## Prompt
Please update the items from the start through the line containing "[[[366,4],[365,60],[375,69],[382,56],[388,0],[372,0]]]" so that "wooden beam" becomes "timber beam", with all else unchanged. Return only those lines, with the pictures left out.

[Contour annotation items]
= = = =
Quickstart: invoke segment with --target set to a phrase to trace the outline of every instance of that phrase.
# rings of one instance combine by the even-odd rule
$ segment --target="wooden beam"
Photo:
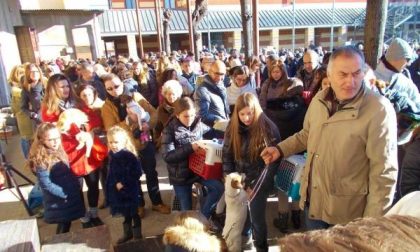
[[[138,0],[136,0],[136,17],[137,17],[137,28],[138,28],[138,33],[139,33],[139,56],[140,59],[143,58],[144,56],[144,50],[143,50],[143,39],[141,37],[141,26],[140,26],[140,10],[139,10],[139,4],[137,2]]]
[[[160,20],[160,0],[155,0],[155,15],[156,15],[156,31],[159,45],[159,53],[163,51],[162,49],[162,30],[161,30],[161,20]]]
[[[188,18],[188,41],[190,43],[190,51],[195,55],[194,50],[194,34],[192,30],[192,16],[191,16],[191,0],[187,0],[187,18]]]
[[[366,4],[365,60],[375,69],[382,56],[388,0],[372,0]]]

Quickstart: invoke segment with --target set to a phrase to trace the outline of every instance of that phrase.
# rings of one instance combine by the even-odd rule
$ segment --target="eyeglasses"
[[[121,85],[114,85],[113,87],[107,87],[106,91],[112,91],[112,90],[117,90],[118,88],[120,88]]]

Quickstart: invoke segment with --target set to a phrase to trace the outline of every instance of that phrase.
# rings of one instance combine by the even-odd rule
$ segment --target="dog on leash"
[[[228,251],[242,251],[242,230],[247,216],[248,195],[243,189],[243,177],[230,173],[225,177],[226,221],[223,238]]]

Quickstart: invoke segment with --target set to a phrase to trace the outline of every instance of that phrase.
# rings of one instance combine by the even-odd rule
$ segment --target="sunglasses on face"
[[[114,85],[113,87],[107,87],[106,91],[112,91],[112,90],[117,90],[121,85]]]

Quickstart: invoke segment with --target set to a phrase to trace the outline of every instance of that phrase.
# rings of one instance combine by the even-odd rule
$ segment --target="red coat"
[[[79,141],[76,140],[76,135],[80,132],[81,130],[73,123],[65,134],[61,134],[61,141],[64,151],[69,158],[71,170],[77,176],[84,176],[101,167],[102,161],[108,155],[108,149],[95,136],[93,138],[90,157],[86,158],[86,146],[80,150],[76,150],[77,145],[79,145]]]
[[[41,108],[41,117],[44,122],[57,122],[59,116],[59,114],[48,114],[45,107]],[[89,121],[90,119],[89,116]],[[89,132],[93,128],[92,126],[86,125],[86,130]],[[72,123],[70,129],[66,133],[61,134],[61,142],[64,151],[67,153],[70,168],[76,176],[84,176],[100,168],[102,161],[108,155],[108,148],[96,136],[93,138],[93,146],[89,158],[86,158],[86,146],[76,150],[76,147],[79,145],[76,135],[80,132],[80,128]]]
[[[100,109],[92,109],[89,108],[86,105],[82,105],[79,108],[81,111],[83,111],[89,118],[88,124],[85,126],[86,131],[90,132],[92,129],[95,128],[103,128],[104,124],[102,123],[102,117],[101,117],[101,110]]]

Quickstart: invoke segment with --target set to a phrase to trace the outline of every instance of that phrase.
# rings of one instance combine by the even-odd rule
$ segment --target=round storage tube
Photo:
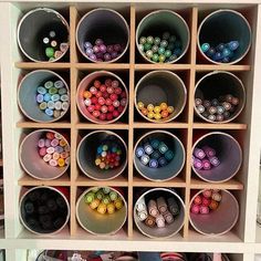
[[[229,44],[231,41],[237,41],[239,46],[234,51],[233,48],[231,49],[232,54],[226,54],[229,58],[226,61],[227,64],[234,64],[242,60],[251,45],[251,28],[240,12],[229,9],[218,10],[206,17],[199,25],[198,48],[201,55],[211,63],[220,64],[222,62],[221,60],[212,60],[207,52],[203,52],[202,44],[208,43],[211,48],[216,48],[221,43]],[[220,49],[222,56],[225,56],[222,51],[223,49]]]
[[[51,95],[49,92],[51,88],[45,88],[44,84],[48,82],[58,83],[58,88],[55,91],[55,95]],[[55,86],[55,85],[54,85]],[[49,97],[44,98],[45,94],[42,95],[42,101],[38,100],[39,92],[38,90],[42,88],[41,92],[46,92],[46,95]],[[62,94],[59,94],[59,91],[63,91]],[[67,96],[66,101],[61,101],[61,96],[64,96],[64,94]],[[55,97],[55,102],[52,101],[53,96]],[[52,103],[52,105],[48,104],[49,102]],[[58,109],[55,108],[56,102],[60,102],[60,106]],[[46,103],[48,106],[52,108],[52,114],[46,114],[46,108],[40,108],[41,103]],[[70,105],[70,92],[69,86],[66,82],[56,73],[49,71],[49,70],[36,70],[28,73],[22,81],[20,82],[18,86],[18,105],[21,108],[22,113],[30,119],[39,123],[51,123],[56,122],[61,119],[65,113],[69,109]],[[52,106],[52,107],[51,107]],[[54,111],[59,111],[59,115],[54,117]]]
[[[153,199],[155,202],[157,202],[157,198],[164,198],[166,201],[168,199],[174,199],[176,202],[176,207],[178,207],[178,213],[174,217],[174,220],[171,223],[165,223],[165,227],[158,228],[156,226],[148,227],[145,221],[140,221],[138,217],[138,206],[139,205],[146,205],[146,209],[148,215],[150,213],[149,210],[149,200]],[[169,205],[168,205],[168,211],[170,211]],[[158,210],[160,213],[160,211]],[[161,213],[159,215],[161,216]],[[182,199],[179,197],[179,195],[173,190],[167,188],[153,188],[144,192],[136,201],[134,206],[134,221],[138,228],[138,230],[149,237],[149,238],[170,238],[174,234],[178,233],[178,231],[184,226],[184,218],[185,218],[185,205]]]
[[[191,201],[190,207],[197,196],[203,190],[197,192]],[[234,196],[228,190],[220,190],[221,201],[216,210],[209,213],[194,213],[189,212],[189,221],[191,226],[202,234],[219,236],[230,231],[237,223],[239,218],[239,203]]]
[[[59,137],[60,138],[59,140],[62,140],[62,143],[64,145],[63,147],[58,145],[56,147],[54,147],[51,150],[54,150],[54,153],[56,153],[56,148],[58,149],[64,148],[63,149],[64,152],[61,150],[61,154],[59,153],[60,157],[61,157],[62,153],[64,154],[64,156],[63,156],[64,160],[61,160],[61,161],[66,161],[65,156],[67,156],[67,159],[70,159],[69,142],[66,140],[66,138],[63,135],[61,135],[58,132],[51,130],[51,129],[39,129],[39,130],[34,130],[34,132],[30,133],[29,135],[27,135],[23,138],[22,143],[20,144],[20,148],[19,148],[19,159],[20,159],[20,164],[22,165],[23,169],[31,177],[36,178],[36,179],[42,179],[42,180],[56,179],[56,178],[61,177],[69,168],[69,164],[64,164],[63,167],[50,165],[50,159],[54,157],[53,152],[50,152],[52,154],[49,154],[50,158],[46,158],[46,159],[49,159],[49,161],[45,160],[43,155],[40,156],[40,149],[41,149],[39,147],[40,139],[41,139],[41,144],[42,144],[42,139],[44,138],[46,133],[51,133],[51,135]],[[41,147],[44,147],[46,150],[46,148],[52,147],[52,145],[50,145],[50,142],[45,142],[45,144],[44,145],[42,144]],[[56,159],[56,160],[59,160],[59,159]]]
[[[124,17],[106,8],[98,8],[87,12],[79,22],[76,28],[76,44],[80,52],[91,62],[101,62],[97,59],[98,54],[96,50],[93,50],[92,54],[88,54],[86,43],[91,43],[92,48],[96,44],[96,40],[102,39],[106,49],[102,53],[109,54],[111,59],[104,60],[104,62],[116,62],[119,60],[128,49],[129,44],[129,28]],[[119,50],[112,48],[115,44],[119,44]],[[111,46],[109,46],[111,45]],[[97,49],[98,50],[98,49]],[[117,52],[114,55],[113,52]],[[92,55],[95,56],[92,56]]]
[[[175,35],[179,39],[180,43],[177,45],[178,55],[170,60],[168,63],[175,63],[180,60],[188,50],[190,41],[190,32],[188,24],[178,13],[170,10],[157,10],[148,13],[139,22],[136,31],[136,45],[140,55],[150,63],[157,63],[145,55],[139,48],[140,36],[158,36],[161,39],[164,32],[169,32],[171,35]],[[168,39],[167,39],[168,40]],[[175,43],[175,40],[174,40]],[[173,50],[170,50],[173,51]]]
[[[149,93],[149,95],[148,95]],[[153,123],[167,123],[184,111],[187,101],[187,90],[182,80],[175,73],[169,71],[154,71],[144,75],[135,88],[135,106],[138,113],[147,121]],[[166,103],[174,111],[167,117],[160,119],[149,118],[144,115],[138,107],[142,102],[145,107],[148,104],[159,106]]]
[[[108,156],[108,150],[112,150],[113,147],[121,149],[118,166],[105,169],[96,165],[97,150],[101,146],[108,147],[106,149],[106,156]],[[96,130],[87,134],[80,142],[76,156],[81,170],[95,180],[113,179],[119,176],[127,166],[127,146],[121,136],[109,130]]]
[[[70,218],[67,188],[34,187],[20,199],[20,220],[31,232],[52,234],[60,232]]]
[[[95,102],[95,104],[92,102],[93,97],[95,95],[93,95],[92,97],[90,97],[90,104],[86,105],[86,98],[84,97],[84,92],[85,91],[91,91],[91,87],[94,85],[94,82],[97,80],[100,81],[102,84],[105,83],[105,81],[109,79],[112,81],[117,81],[118,82],[118,87],[122,88],[122,92],[125,93],[125,98],[122,98],[121,97],[121,102],[119,102],[119,105],[122,106],[122,109],[119,111],[119,106],[117,106],[117,116],[114,117],[114,118],[105,118],[105,119],[101,119],[101,113],[102,113],[102,108],[100,108],[101,111],[98,111],[100,113],[100,117],[95,117],[93,112],[91,113],[90,109],[88,109],[88,106],[90,105],[96,105],[96,104],[100,104],[98,103],[98,98],[97,98],[97,102]],[[100,90],[101,91],[101,90]],[[105,92],[103,92],[105,93]],[[102,94],[104,96],[104,94]],[[121,94],[122,95],[122,94]],[[97,97],[97,96],[95,96]],[[107,97],[105,98],[105,104],[103,103],[103,105],[105,105],[107,107],[107,112],[108,111],[108,105],[106,105],[106,100]],[[125,104],[122,105],[122,102],[123,100],[125,100]],[[107,72],[107,71],[97,71],[97,72],[93,72],[93,73],[90,73],[87,76],[85,76],[81,83],[79,84],[77,86],[77,93],[76,93],[76,103],[77,103],[77,108],[79,111],[81,112],[81,114],[88,121],[91,121],[92,123],[97,123],[97,124],[109,124],[109,123],[115,123],[116,121],[118,121],[123,114],[126,112],[126,108],[127,108],[127,104],[128,104],[128,91],[126,88],[126,85],[125,83],[123,82],[123,80],[121,77],[118,77],[116,74],[114,73],[111,73],[111,72]],[[112,104],[112,101],[111,101],[111,105],[114,106]],[[114,107],[115,108],[115,107]],[[115,109],[116,109],[115,108]],[[97,111],[95,107],[94,107],[94,111]],[[107,114],[106,114],[107,115]]]
[[[158,147],[154,145],[154,142],[158,140]],[[160,166],[159,161],[161,158],[166,158],[166,153],[159,152],[159,146],[167,146],[166,150],[171,152],[171,159],[167,160],[166,164]],[[142,157],[138,156],[137,150],[143,148],[146,152],[146,146],[150,146],[152,153],[146,155],[146,157],[152,160],[156,159],[158,161],[158,167],[150,167],[150,163],[146,165],[143,163]],[[154,153],[158,155],[155,156]],[[165,130],[153,130],[143,135],[136,143],[134,147],[134,165],[137,171],[146,179],[152,181],[165,181],[175,178],[182,169],[185,164],[185,148],[182,143],[174,134]],[[167,157],[168,158],[168,157]]]
[[[202,104],[197,105],[198,101]],[[239,116],[244,105],[243,83],[230,72],[208,73],[196,85],[194,108],[197,115],[208,123],[229,123]],[[200,112],[202,108],[203,112]],[[210,113],[211,111],[215,113]]]
[[[220,132],[203,135],[192,147],[194,156],[196,148],[203,147],[212,148],[220,164],[211,169],[198,169],[192,165],[192,169],[199,178],[209,182],[223,182],[238,173],[242,164],[242,149],[231,135]]]
[[[49,35],[54,32],[53,39]],[[66,48],[55,48],[61,53],[52,61],[45,55],[44,39],[49,41],[59,41],[58,44],[64,43]],[[29,11],[22,17],[18,25],[18,44],[23,54],[33,62],[56,62],[67,51],[69,44],[69,24],[66,20],[55,10],[49,8],[38,8]]]
[[[122,201],[122,208],[116,209],[113,213],[100,213],[97,208],[92,209],[87,202],[91,194],[95,194],[101,189],[111,190],[117,194],[117,199]],[[94,198],[95,196],[93,196]],[[108,208],[108,207],[107,207]],[[76,218],[81,227],[93,234],[114,234],[125,223],[127,218],[127,203],[121,192],[111,187],[92,187],[86,189],[77,199]]]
= = = =
## Solution to this problem
Quickstart: invoke segment with --target set to a phrase to trace the outline of every instance of that phrase.
# rings of one instance combine by the even-odd rule
$ segment --target="timber beam"
Photo:
[[[138,0],[136,0],[136,17],[137,17],[137,28],[138,28],[138,33],[139,33],[139,56],[140,59],[143,58],[144,56],[144,50],[143,50],[143,39],[141,37],[141,26],[140,26],[140,10],[139,10],[139,4],[137,2]]]
[[[160,20],[160,0],[155,0],[155,15],[156,15],[156,31],[159,45],[159,53],[163,51],[162,49],[162,30],[161,30],[161,20]]]
[[[188,18],[188,41],[190,43],[190,51],[195,55],[194,50],[194,34],[192,30],[192,16],[191,16],[191,0],[187,0],[187,18]]]
[[[366,4],[365,60],[375,69],[382,56],[388,0],[372,0]]]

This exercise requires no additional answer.